*Objective 1*. For the forum thread on finding the minimum of f(x) in terms of a, state whether each statement agrees with it: (a) songoku's teacher accepted the final answer as complete; (b) DaveE proposes x = a as a possibility; (c) haruspex wants the answer given by ranges of a. Give yes or no for each, with the deciding words quoted.
*Objective 2*. Write the next part of the forum thread on finding the minimum of f(x) in terms of a, picking up after its last post.

*Text provided*.

__________

Find minimum value of f(x) in terms of variable a

[songoku]

Homework Statement

For $f(x)=x^2+|x-a|+1, x ~\text{and} ~a \in \mathbb{R}$, find minimum value of $f(x)$ in terms of $a$

Relevant Equations

Modulus Function

(1) For $x>a$
$f(x)=x^2+x-a+1 \rightarrow$ minimum value obtained when $x=-\frac{1}{2}$

Minimum value of $f(x)=\frac{3}{4} -a$

(2) For $x<a$
$f(x)=x^2-x+a+1 \rightarrow$ minimum value obtained when $x=\frac{1}{2}$

Minimum value of $f(x)=\frac{3}{4}+a$

But the teacher said there is missing solution (my final answer is not complete yet). I don't understand which one it is

Thanks

 

[DaveE]

x = a, perhaps?

 

[Delta2]

what happens in case 1) if $a>-\frac{1}{2}$ ? Remember that you found the minimum at $x=-\frac{1}{2}$ but you also impose the condition $x>a$.
What happens in case 2) if $a<\frac{1}{2}$?

 

[haruspex]

Homework Statement:: For $f(x)=x^2+|x-a|+1, x ~\text{and} ~a \in \mathbb{R}$, find minimum value of $f(x)$ in terms of $a$
Relevant Equations:: Modulus Function

But the teacher said there is missing solution

More to the point, you have not answered the question. The form of the answer should be "when a is range ... the min is at x= ...; when a is in range... " etc.

__________

*Collected material*.
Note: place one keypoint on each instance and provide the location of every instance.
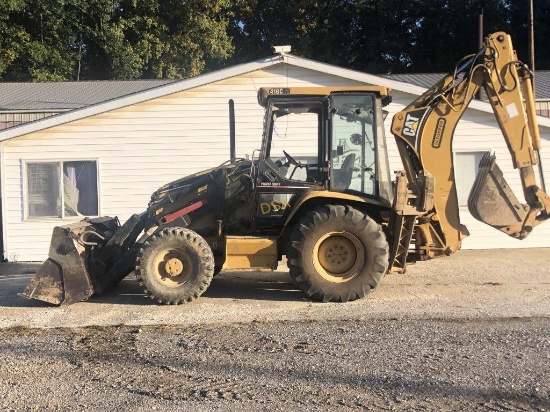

__________

*Final result 1*.
(a) No: "the teacher said there is missing solution (my final answer is not complete yet)"
(b) Yes: "x = a, perhaps?"
(c) Yes: "The form of the answer should be "when a is range ... the min is at x= ...; when a is in range... " etc."

*Final result 2*.
Starting the answer with "for x<a ..." doesn't work because the reader can't yet know if that is true.

 

[songoku]

x = a, perhaps?

At $x=a$, the value of $|x-a|=0$ so $f(x)=a^2+1$ . Is this what you mean?

what happens in case 1) if $a>-\frac{1}{2}$ ? Remember that you found the minimum at $x=-\frac{1}{2}$ but you also impose the condition $x>a$.
What happens in case 2) if $a<\frac{1}{2}$?

More to the point, you have not answered the question. The form of the answer should be "when a is range ... the min is at x= ...; when a is in range... " etc.
Starting the answer with "for x<a ..." doesn't work because the reader can't yet know if that is true.

I am not sure how to proceed.

(1) For $x>a \rightarrow$ the minimum will occur at $x=-\frac{1}{2}$

This means that for $a<-\frac{1}{2}$, the minimum value will be $f(x)=\frac{3}{4} -a$

If $a>-\frac{1}{2}$, there will be no solution because it contradicts with $x>a$ ?

(2) So for $a>\frac{1}{2}$ , the minimum value will be $f(x)=\frac{3}{4}+a$

What I am missing is solution for $-\frac{1}{2} \leq a \leq \frac{1}{2}$ ? If yes, how to find this? How to simplify $|x-a|$ besides separating it to $x>a$ and $x<a$?

Thanks

 

[Delta2]

If a>−12, there will be no solution because it contradicts with x>a ?

I think that statement is wrong, i think there will still be solution when $x>a$ and $a>-\frac{1}{2}$, think about it. Study the monotonicity of the function in the intervals $[-\frac{1}{2},a], [a,+\infty)$ and always consider that we have $x>a$.
Similarly for 2nd case of $x<a$ study the monotonicity in the proper intervals.

 

[haruspex]

At $x=a$, the value of $|x-a|=0$ so $f(x)=a^2+1$ . Is this what you mean?I am not sure how to proceed.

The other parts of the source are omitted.